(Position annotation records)
··········

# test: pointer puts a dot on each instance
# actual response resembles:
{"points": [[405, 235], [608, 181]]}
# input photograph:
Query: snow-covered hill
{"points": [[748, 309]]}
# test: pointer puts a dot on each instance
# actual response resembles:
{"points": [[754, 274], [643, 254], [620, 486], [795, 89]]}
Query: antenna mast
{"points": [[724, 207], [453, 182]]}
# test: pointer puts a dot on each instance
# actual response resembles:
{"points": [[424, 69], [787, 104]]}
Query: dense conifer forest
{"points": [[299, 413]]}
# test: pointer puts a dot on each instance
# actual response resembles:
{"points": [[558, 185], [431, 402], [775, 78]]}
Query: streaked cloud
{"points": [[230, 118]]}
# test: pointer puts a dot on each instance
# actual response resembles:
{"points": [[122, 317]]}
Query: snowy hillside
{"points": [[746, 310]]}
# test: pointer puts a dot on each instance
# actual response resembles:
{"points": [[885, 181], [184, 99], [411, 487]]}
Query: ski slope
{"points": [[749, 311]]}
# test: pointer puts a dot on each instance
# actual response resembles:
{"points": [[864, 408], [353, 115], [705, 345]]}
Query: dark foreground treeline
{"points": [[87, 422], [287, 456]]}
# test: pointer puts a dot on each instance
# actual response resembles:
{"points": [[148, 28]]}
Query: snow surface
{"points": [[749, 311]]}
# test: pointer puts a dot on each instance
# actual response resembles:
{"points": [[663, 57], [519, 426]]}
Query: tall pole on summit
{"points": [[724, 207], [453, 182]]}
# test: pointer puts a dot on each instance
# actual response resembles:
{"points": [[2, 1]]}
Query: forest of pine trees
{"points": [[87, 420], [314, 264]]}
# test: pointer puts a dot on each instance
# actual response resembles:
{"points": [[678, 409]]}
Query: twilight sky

··········

Repeat all of the entries exactly.

# test: pointer puts a dot on each instance
# actual response resembles:
{"points": [[405, 235], [608, 181]]}
# input photograph:
Query: snow-covered hill
{"points": [[748, 309]]}
# test: pointer puts a dot on each instance
# actual response resembles:
{"points": [[754, 274], [643, 254], [620, 486], [795, 89]]}
Query: antenna mast
{"points": [[724, 207], [453, 182]]}
# test: pointer puts a dot on each instance
# actual response resembles:
{"points": [[424, 69], [787, 104]]}
Query: dense conifer forest
{"points": [[299, 413]]}
# test: pointer puts a dot on each instance
# actual response resembles:
{"points": [[558, 185], [431, 402], [775, 78]]}
Query: streaked cloud
{"points": [[230, 118]]}
# test: pointer puts a dot on each instance
# actual response resembles:
{"points": [[122, 317]]}
Query: snowy hillside
{"points": [[746, 310]]}
# test: pointer puts a dot on each instance
# actual response resembles:
{"points": [[885, 181], [184, 99], [411, 487]]}
Query: ski slope
{"points": [[749, 311]]}
# test: pointer puts a dot on each instance
# actual response resembles:
{"points": [[864, 408], [353, 115], [705, 345]]}
Query: dark foreground treeline
{"points": [[87, 422], [287, 456]]}
# test: pointer puts a dot on each instance
# actual response resembles:
{"points": [[148, 28]]}
Query: snow surface
{"points": [[749, 311]]}
# test: pointer puts a dot on each instance
# actual response resembles:
{"points": [[663, 57], [519, 426]]}
Query: tall pole on summit
{"points": [[724, 207], [453, 182]]}
# test: pointer puts a dot on each instance
# actual response resembles:
{"points": [[2, 1]]}
Query: forest of pine trees
{"points": [[87, 420], [314, 264]]}
# test: pointer puts a dot on each instance
# actual response resembles:
{"points": [[678, 409]]}
Query: twilight sky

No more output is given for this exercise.